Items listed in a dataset
########################################
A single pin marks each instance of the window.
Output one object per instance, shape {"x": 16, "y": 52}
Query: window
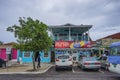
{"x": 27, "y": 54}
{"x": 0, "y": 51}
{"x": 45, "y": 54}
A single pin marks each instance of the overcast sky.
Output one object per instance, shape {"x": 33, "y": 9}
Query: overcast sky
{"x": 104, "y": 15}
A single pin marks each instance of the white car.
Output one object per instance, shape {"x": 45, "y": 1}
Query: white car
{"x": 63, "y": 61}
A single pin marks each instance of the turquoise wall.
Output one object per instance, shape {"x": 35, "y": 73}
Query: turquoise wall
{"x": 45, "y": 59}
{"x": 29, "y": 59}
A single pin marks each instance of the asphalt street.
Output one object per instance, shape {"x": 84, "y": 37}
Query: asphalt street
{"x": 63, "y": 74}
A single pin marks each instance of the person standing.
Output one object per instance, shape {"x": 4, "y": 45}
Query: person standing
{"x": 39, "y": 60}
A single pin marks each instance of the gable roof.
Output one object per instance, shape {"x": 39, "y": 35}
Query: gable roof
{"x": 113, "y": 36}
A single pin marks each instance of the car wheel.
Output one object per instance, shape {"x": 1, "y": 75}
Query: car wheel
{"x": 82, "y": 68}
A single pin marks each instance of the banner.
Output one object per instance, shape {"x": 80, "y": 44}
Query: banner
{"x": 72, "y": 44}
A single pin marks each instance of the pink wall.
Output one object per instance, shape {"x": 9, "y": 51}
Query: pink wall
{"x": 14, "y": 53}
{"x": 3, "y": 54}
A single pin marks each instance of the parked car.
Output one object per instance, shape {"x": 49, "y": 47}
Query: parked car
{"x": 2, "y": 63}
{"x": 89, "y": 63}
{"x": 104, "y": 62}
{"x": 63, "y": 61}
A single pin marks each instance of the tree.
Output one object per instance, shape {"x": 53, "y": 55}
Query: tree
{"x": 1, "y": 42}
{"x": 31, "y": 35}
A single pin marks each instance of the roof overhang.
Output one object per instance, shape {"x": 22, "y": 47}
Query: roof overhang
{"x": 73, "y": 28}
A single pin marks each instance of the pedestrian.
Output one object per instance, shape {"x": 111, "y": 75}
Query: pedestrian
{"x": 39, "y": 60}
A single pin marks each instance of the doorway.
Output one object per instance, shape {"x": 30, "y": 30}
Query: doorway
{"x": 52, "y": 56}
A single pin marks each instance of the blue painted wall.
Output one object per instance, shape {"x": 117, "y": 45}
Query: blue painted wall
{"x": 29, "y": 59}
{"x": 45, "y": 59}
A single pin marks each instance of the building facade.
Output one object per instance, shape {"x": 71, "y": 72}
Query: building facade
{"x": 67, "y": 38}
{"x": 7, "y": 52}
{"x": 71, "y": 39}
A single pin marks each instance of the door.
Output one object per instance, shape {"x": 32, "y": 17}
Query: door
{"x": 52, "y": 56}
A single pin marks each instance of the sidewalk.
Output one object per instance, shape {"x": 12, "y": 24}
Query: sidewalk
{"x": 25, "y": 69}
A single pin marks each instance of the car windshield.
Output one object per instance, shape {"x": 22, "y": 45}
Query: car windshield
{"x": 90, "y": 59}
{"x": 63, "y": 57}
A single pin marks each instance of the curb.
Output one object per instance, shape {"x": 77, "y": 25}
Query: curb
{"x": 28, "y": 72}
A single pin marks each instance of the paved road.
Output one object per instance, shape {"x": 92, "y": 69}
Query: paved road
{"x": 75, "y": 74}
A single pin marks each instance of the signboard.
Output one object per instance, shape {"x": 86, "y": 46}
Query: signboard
########################################
(TASK BRIEF): Each line above with the string "signboard" in it should be located and copied.

(EXERCISE ANSWER):
A single pin marks each instance of the signboard.
Query: signboard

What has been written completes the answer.